Records provided:
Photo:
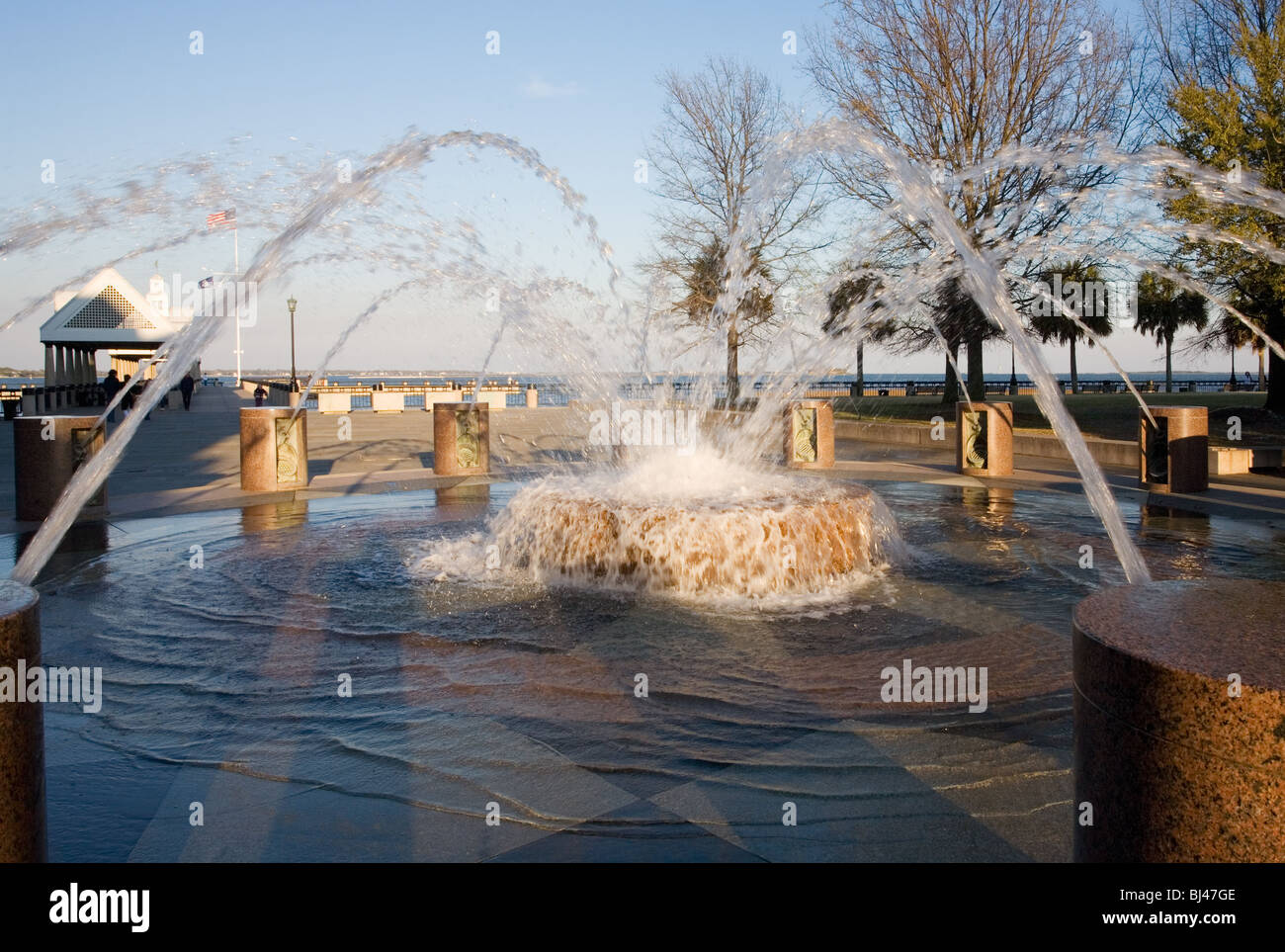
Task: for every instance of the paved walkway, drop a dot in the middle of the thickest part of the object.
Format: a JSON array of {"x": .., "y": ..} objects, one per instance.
[{"x": 188, "y": 462}]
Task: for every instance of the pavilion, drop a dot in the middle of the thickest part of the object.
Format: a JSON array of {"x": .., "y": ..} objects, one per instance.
[{"x": 108, "y": 313}]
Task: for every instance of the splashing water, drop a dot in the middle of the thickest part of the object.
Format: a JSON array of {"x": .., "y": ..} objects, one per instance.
[
  {"x": 712, "y": 520},
  {"x": 690, "y": 526}
]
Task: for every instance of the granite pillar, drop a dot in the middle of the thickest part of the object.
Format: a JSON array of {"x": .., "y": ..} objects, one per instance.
[
  {"x": 810, "y": 434},
  {"x": 462, "y": 438},
  {"x": 22, "y": 733},
  {"x": 984, "y": 438},
  {"x": 1178, "y": 707},
  {"x": 1173, "y": 453},
  {"x": 46, "y": 453},
  {"x": 274, "y": 449}
]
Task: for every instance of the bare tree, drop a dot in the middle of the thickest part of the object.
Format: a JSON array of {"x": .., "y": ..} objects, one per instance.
[
  {"x": 719, "y": 133},
  {"x": 952, "y": 84}
]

What the task requires: Find the word "drop" in the entries, then copy out every line that has it.

Result:
Task: for every instance of the paved walkway, drop a dot in the middle of the thickest part of the object.
Task: for every instance of the pavilion, drop a dot in the middle of the thickest part of the object.
Task: for every instance of the splashing water, drop a dot in the middle of the thickest part of the object.
Task: for every instance of the granite pillar, drop a dot in the middle of the thickest part of the object.
Task: for every instance of the bare tree, drop a dot in the middle of the thickest part of the object.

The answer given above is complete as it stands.